• **MATERIAL SUPPLIED**:
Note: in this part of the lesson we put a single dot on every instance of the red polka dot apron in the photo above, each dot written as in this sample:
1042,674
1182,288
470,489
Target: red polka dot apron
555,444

• **TASK GOAL**: Give back every line above, unchanged.

• **RESULT OF THIS TASK**:
Note: in this part of the lesson we put a single dot on every instance of the red polka dot apron in the photo above, each dot written as in this sample:
1042,674
1182,288
470,489
Target: red polka dot apron
555,444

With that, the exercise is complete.